(SELECTED PASSAGE begins)

Hat/tip: Liberal Conspiracy



South Yorkshire: where the left fears to tread

21 06 2009

Judith Amanthis reports on how an innovative artist is pioneering methods of engaging working class communities whilst combating the far-right.

Everyone on the UK left knows why some members of the white ex-industrial working class have voted BNP. None that I know of knocks on doors in Doncaster or Dagenham, says “What can we do to help?” and talks to people. That’s what the BNP does.

Is it useful to engage in inside-left (excuse the pun) debate about whether the BNP is a fascist party? Is an elected Hitler likely in multi-racial 21st century UK? When the government’s far right immigration policy is an attempt to stem the haemorrhage of whiteness and Englishness from the UK working class anyway?

Whichever anti-BNP slogan the left chooses, one young woman is acting creatively. Artist Rachel Horne and her friends are trying to drag her South Yorkshire ex-mining community, and especially her generation, away from the BNP, but also from the British army and the drugs barons. An increasingly coercive and privatised social security system doesn’t help.

Horne, a strike baby, was born in a pit village in 1984. It’s where last month, to celebrate the 25th anniversary of the Great Strike, she organised an All Day Mining Party called Bring Out The Banners. 3000 people came, the brass band played, so did psychedelic folk bands, and Anne Scargill spoke about miners’ wives leaving their kitchens for police cells and speaking tours. Artists ran banner-making workshops. Photos, videos, miners’ memorabilia, and NUM banners became art and local history exhibition in one.

Horne, like Bob Marley, believes that to make something of the present you need to know where you come from. She first saw NUM banners drooping against the wall of Denaby Main and Cadeby Miners Welfare (the pit her father and generations back had worked down) when she was a teenager. Her immediate reaction was as an artist: their beauty and narrative power astounded her.

(SELECTED PASSAGE ends)
(DATA FOR ANALYSIS begins)

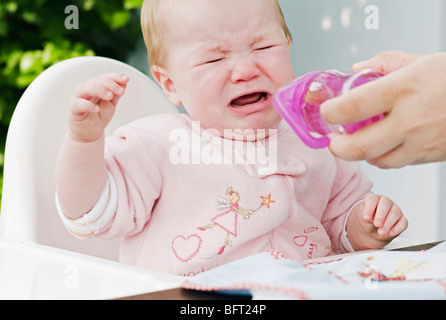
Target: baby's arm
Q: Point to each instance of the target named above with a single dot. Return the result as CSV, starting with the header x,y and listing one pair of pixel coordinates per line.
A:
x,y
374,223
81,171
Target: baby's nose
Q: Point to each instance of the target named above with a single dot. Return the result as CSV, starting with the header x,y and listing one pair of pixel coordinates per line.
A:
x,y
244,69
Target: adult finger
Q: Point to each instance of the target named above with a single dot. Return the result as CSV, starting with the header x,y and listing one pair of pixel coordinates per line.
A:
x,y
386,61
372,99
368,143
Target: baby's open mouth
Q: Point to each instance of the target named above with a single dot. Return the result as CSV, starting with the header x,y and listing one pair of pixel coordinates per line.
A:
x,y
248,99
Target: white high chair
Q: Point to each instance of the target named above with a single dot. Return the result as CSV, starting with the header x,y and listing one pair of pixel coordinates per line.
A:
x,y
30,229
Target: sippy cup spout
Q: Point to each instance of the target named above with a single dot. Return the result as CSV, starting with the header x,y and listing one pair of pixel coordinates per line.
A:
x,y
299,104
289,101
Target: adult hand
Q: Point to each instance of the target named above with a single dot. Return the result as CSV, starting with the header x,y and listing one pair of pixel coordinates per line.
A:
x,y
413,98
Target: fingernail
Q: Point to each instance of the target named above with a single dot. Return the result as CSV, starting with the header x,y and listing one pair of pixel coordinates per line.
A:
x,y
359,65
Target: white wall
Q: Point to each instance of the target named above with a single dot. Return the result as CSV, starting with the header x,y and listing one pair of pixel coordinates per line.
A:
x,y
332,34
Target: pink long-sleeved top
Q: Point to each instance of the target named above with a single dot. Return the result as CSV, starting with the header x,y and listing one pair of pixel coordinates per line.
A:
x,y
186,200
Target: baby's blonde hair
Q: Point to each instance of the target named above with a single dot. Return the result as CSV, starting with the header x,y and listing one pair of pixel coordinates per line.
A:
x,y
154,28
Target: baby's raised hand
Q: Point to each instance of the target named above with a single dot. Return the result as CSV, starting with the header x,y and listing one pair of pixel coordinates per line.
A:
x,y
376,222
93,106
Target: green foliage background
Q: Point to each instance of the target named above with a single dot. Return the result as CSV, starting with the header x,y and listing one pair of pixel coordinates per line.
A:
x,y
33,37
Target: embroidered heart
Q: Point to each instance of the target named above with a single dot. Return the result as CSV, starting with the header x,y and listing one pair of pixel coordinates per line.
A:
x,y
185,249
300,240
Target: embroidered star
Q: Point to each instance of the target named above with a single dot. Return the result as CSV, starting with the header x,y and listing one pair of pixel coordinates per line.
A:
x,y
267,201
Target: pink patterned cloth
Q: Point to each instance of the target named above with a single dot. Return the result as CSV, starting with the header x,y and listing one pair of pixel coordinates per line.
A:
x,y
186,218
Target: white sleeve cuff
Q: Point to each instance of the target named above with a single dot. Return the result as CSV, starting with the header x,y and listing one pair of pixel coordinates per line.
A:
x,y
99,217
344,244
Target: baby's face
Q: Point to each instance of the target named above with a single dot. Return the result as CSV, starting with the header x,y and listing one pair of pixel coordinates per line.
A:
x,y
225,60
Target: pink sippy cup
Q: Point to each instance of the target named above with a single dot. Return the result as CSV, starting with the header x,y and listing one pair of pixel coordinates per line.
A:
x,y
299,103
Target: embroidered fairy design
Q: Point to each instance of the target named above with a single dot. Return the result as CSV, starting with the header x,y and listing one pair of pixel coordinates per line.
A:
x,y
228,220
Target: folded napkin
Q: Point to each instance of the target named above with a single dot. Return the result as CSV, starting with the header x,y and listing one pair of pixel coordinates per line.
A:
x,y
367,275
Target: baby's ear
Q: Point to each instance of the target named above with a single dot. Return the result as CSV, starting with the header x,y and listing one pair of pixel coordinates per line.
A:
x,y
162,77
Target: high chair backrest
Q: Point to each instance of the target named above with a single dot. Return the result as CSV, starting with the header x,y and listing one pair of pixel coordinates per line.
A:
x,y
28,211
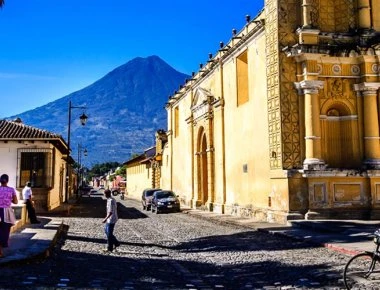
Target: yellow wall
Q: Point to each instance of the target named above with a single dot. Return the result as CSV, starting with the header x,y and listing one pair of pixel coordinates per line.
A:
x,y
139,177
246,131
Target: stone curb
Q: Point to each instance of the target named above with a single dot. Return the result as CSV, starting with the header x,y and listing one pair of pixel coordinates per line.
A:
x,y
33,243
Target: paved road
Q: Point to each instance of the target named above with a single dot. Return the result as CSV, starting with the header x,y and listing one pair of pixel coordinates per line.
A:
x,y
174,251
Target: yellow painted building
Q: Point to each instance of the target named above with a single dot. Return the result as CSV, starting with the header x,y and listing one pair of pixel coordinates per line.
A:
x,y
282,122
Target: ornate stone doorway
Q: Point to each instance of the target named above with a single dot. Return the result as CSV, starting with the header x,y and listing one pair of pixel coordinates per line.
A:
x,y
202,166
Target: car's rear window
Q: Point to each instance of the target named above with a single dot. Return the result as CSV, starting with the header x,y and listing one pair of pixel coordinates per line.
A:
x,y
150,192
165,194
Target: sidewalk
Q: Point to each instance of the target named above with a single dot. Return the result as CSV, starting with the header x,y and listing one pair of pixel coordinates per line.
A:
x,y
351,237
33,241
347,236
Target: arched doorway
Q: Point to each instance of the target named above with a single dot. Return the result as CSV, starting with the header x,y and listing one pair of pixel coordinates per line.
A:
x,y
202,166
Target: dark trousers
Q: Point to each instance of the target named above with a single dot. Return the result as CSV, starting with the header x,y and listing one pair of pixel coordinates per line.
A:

(DATA FOR ANALYSIS ends)

WHAT YOU SHOULD DO: In the South Yorkshire article above, what event did Rachel Horne organize to celebrate the 25th anniversary of the Great Strike?

TASK SOLUTION: An All Day Mining Party called Bring Out The Banners.